## Stated goal 1
From the email thread below, list every name made of several words joined into one with no spaces, where each word after the first starts with a capital letter.
## Stated goal 2
Reproduce word for word the stretch of the email thread below from "Do I understand" through "feature for?".

Hi Daniel,


This would indeed greatly reduce the duplicate processing on failbacks.



Few questions:

   1. Since having a second offset-sync store can be memory intensive,
   would it make sense to filter the topics in it based on the
   reverseCheckpointingTopicFilter?
   2. Would it make sense to add a reverseCheckpointingGroupFilter as well,
   so that one can control not just the topics for reverse checkpointing but
   also the groups?



Do I understand this correctly, that the replication flow itself must be
bidirectional, but the topic replication doesn’t? If so, this seems to
unlock another use case. With this change, one can more confidently fail
over the consumer group to the passive cluster and back (in the context of
the topic itself), without much reprocessing; I see this useful when a
cluster gets busy at times. Or even have a new consumer group consume
messages from the passive cluster for a while, before “failing it over” to
the active cluster. Is this something that you would recommend using the
feature for?



Best,

Vidor

On Mon, Oct 28, 2024 at 7:25 PM Dániel Urbán <urb.dani...@gmail.com> wrote:

> Hi Viktor,
>
> SVV1. Not easy to provide a number, but yes, it does scale with the number
> of replicated topic partitions. Enabling this feature will add the overhead
> of an extra consumer, and allocates memory for an offset-sync index for
> each partition. The index is limited to 64 entries. I could give an upper
> bound of the memory usage as a function of the number of replicated
> topic-partitions, but not sure if it would be useful for users, and to
> where exactly document this. Wdyt?
>
> No worries, thanks for looking at the KIP!
> Daniel
>
> Viktor Somogyi-Vass <viktor.somo...@cloudera.com.invalid> ezt írta
> (időpont: 2024. okt. 28., H, 17:07):
>
> > Hi Daniel,
> >
> > SVV1. Fair points about the performance impact. The next question is that
> > can we quantify it somehow, ie. does it scale with the number of topics
> to
> > reverse checkpoints, the offsets emitted, etc.?
> >
> > I'll do one more pass on the KIP in the following days but I wanted to
> > reply to you with what I have so far to keep this going.
> >
> > Best,
> > Viktor
> >
> > On Fri, Oct 25, 2024 at 5:32 PM Dániel Urbán <urb.dani...@gmail.com>
> > wrote:
> >
> > > Hi,
> > >
> > > One more update. As I was working on the PR, I realized that the only
> way
> > > to support IdentityReplicationPolicy is to add an extra topic filter to
> > the
> > > checkpointing. I updated the KIP accordingly.
> > > I also opened a draft PR to demonstrate the proposed changes:
> > > https://github.com/apache/kafka/pull/17593
> > >
> > > Daniel
> > >
> > > Dániel Urbán <urb.dani...@gmail.com> ezt írta (időpont: 2024. okt.
> 24.,
> > > Cs,
> > > 15:22):
> > >
> > > > Hi all,
> > > > Just a bump/minor update here:
> > > > As I've started working on a POC of the proposed solution, I've
> > realised
> > > > that the hard requirement related to the ReplicationPolicy
> > implementation
> > > > can be eliminated, updated the KIP accordingly.

## Dataset records
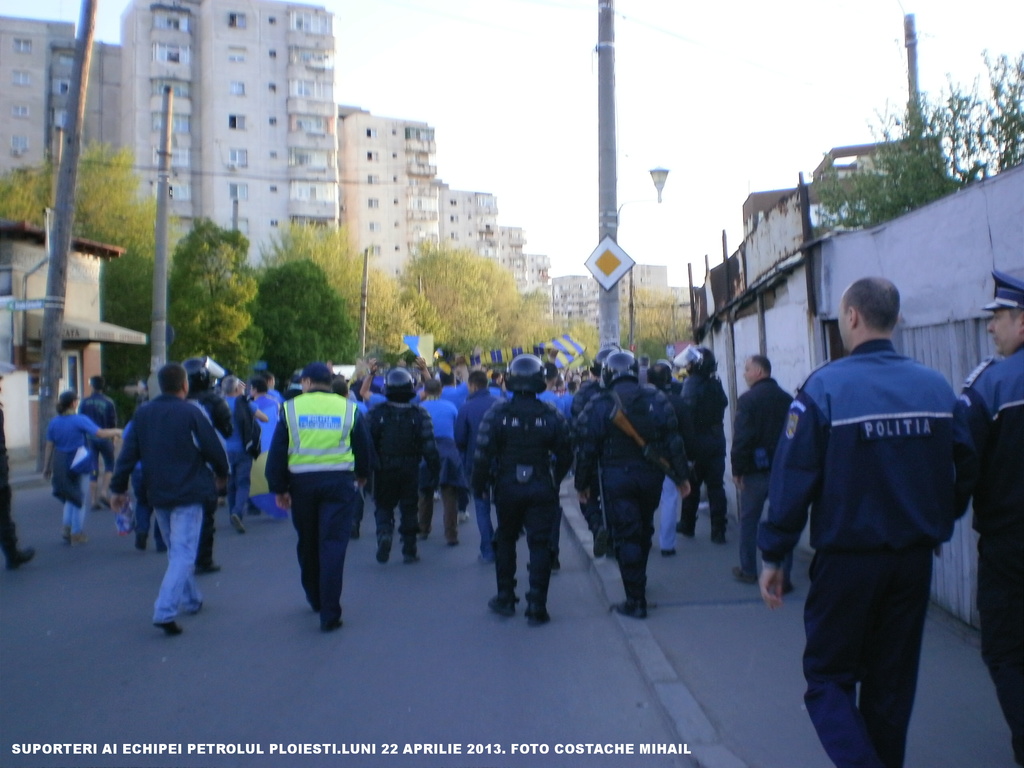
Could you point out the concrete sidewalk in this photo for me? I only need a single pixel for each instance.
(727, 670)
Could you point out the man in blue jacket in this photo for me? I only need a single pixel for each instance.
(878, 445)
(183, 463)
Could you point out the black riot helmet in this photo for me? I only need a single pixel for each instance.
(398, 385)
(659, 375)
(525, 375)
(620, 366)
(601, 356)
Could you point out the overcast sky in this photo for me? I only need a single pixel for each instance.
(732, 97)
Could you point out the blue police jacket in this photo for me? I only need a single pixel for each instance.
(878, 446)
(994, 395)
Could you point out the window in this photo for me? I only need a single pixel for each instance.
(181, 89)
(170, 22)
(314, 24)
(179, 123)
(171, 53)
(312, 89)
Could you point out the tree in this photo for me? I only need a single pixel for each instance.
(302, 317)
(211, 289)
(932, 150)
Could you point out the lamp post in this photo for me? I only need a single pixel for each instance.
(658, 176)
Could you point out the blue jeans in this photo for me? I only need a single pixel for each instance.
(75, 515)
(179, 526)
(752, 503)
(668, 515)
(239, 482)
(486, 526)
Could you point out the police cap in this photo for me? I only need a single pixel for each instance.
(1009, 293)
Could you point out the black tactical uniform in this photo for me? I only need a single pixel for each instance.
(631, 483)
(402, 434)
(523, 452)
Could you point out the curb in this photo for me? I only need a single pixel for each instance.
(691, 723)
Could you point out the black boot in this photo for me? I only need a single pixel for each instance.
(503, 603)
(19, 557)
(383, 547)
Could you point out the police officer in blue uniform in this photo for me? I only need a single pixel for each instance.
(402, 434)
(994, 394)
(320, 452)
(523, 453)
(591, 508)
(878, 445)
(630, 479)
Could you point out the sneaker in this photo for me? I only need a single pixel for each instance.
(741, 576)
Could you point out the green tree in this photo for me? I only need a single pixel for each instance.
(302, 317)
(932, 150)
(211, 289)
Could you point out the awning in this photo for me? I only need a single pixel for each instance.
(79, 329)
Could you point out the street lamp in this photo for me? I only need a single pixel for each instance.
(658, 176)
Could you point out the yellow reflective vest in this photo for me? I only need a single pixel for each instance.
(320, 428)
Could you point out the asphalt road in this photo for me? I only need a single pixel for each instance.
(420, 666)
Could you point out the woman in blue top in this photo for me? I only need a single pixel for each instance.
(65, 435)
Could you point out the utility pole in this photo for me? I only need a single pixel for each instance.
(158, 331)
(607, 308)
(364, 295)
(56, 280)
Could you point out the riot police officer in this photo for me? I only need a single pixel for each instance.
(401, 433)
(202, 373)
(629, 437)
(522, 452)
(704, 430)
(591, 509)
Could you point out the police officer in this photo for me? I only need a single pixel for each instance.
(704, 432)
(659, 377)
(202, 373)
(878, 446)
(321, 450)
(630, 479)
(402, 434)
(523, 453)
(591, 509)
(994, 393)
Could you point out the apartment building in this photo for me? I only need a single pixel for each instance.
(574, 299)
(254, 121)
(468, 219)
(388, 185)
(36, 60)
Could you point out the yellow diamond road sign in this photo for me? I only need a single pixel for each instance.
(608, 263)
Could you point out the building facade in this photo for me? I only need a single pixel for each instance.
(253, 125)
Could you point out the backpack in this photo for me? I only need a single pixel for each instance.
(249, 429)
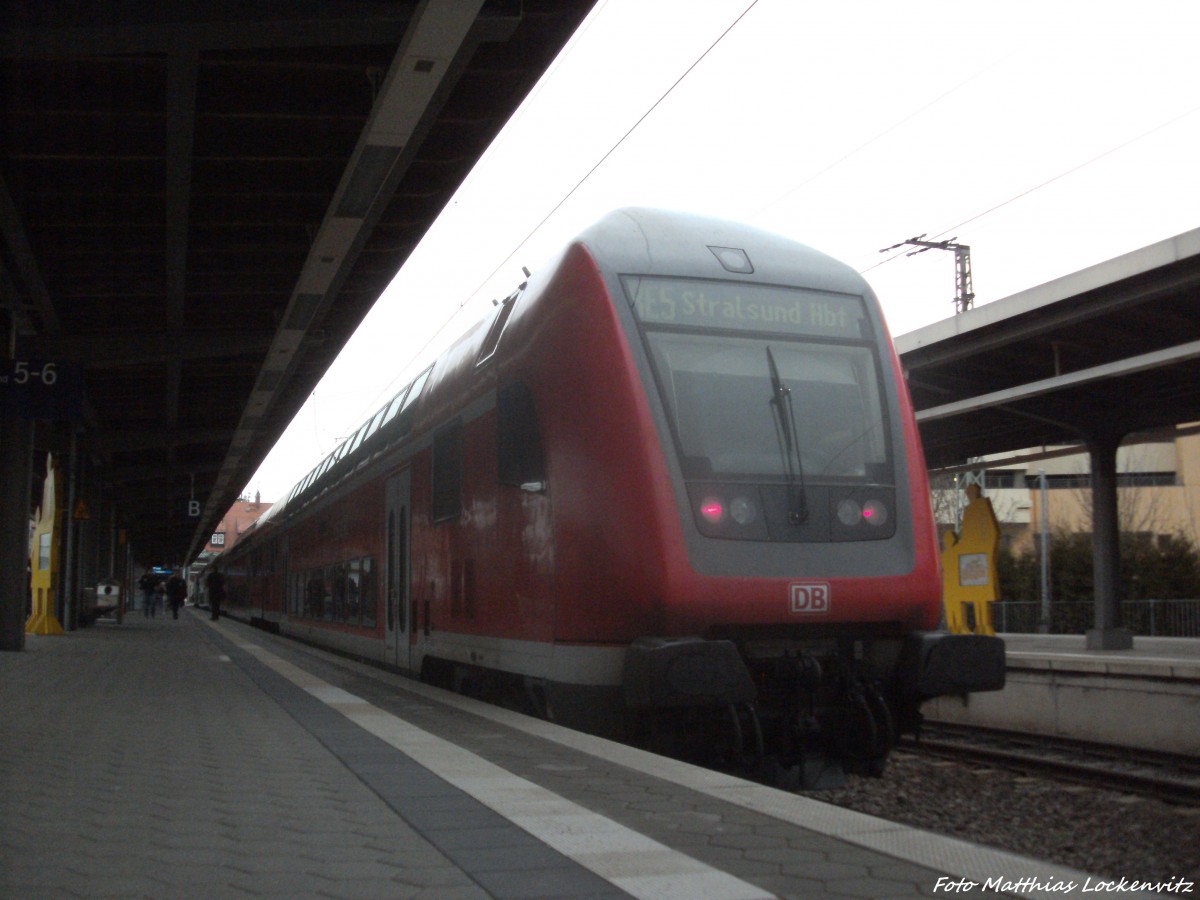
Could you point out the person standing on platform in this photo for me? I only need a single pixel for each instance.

...

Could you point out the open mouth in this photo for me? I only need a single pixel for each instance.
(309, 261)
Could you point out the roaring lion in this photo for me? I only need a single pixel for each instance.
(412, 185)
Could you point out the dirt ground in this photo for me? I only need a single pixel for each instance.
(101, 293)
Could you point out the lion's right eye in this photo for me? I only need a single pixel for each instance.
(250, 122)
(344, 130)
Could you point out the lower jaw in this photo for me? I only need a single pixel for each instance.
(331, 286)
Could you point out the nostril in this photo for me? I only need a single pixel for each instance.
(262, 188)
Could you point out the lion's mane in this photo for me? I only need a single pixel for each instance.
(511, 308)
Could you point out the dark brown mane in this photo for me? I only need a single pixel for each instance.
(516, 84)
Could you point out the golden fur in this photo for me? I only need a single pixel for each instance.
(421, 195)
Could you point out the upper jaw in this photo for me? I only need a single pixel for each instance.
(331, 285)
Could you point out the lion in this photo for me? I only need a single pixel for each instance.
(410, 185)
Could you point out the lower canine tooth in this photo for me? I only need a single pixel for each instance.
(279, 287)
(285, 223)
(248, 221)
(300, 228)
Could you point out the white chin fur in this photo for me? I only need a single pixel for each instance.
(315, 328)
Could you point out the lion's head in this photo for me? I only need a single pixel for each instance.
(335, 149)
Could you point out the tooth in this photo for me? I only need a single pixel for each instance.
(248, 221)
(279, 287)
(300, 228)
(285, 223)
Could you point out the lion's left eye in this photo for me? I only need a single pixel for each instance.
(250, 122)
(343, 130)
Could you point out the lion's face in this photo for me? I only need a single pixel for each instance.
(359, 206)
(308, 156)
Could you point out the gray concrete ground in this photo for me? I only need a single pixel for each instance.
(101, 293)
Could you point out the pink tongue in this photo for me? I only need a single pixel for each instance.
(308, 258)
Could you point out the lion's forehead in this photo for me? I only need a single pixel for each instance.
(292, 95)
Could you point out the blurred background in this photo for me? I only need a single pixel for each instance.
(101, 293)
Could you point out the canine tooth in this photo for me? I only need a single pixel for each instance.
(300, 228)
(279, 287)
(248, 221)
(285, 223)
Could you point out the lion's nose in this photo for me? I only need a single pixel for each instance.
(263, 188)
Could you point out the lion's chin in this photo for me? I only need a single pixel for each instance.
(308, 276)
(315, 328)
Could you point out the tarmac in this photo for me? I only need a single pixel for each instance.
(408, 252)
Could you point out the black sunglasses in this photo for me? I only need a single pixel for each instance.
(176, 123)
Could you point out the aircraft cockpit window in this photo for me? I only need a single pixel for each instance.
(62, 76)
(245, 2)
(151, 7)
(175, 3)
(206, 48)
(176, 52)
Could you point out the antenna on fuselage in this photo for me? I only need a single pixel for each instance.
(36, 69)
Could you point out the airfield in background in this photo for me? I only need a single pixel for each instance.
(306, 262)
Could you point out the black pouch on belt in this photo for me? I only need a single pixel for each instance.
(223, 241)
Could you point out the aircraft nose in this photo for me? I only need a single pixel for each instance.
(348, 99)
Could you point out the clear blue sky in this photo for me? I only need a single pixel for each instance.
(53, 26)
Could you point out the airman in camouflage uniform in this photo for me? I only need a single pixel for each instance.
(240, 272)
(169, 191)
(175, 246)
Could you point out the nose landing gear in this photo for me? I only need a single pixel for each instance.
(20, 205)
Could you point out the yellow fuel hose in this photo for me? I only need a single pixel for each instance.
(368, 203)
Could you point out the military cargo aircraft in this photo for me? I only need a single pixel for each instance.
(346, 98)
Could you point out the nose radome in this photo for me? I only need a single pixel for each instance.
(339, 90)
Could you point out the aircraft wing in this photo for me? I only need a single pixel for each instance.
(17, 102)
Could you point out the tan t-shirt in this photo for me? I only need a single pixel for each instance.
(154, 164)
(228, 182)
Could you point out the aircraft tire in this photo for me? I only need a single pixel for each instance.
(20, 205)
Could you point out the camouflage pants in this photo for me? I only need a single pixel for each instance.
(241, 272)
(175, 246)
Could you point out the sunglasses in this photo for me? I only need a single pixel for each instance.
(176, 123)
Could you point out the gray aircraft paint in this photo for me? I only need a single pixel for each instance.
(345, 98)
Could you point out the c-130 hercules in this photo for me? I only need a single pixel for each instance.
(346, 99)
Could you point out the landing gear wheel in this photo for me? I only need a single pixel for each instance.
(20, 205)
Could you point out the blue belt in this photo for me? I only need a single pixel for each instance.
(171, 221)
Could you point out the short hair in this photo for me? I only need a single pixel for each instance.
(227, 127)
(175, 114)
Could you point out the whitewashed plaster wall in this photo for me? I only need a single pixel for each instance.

## Finished answer 1
reverseCheckpointingTopicFilter
reverseCheckpointingGroupFilter
IdentityReplicationPolicy
ReplicationPolicy

## Finished answer 2
Do I understand this correctly, that the replication flow itself must be
bidirectional, but the topic replication doesn’t? If so, this seems to
unlock another use case. With this change, one can more confidently fail
over the consumer group to the passive cluster and back (in the context of
the topic itself), without much reprocessing; I see this useful when a
cluster gets busy at times. Or even have a new consumer group consume
messages from the passive cluster for a while, before “failing it over” to
the active cluster. Is this something that you would recommend using the
feature for?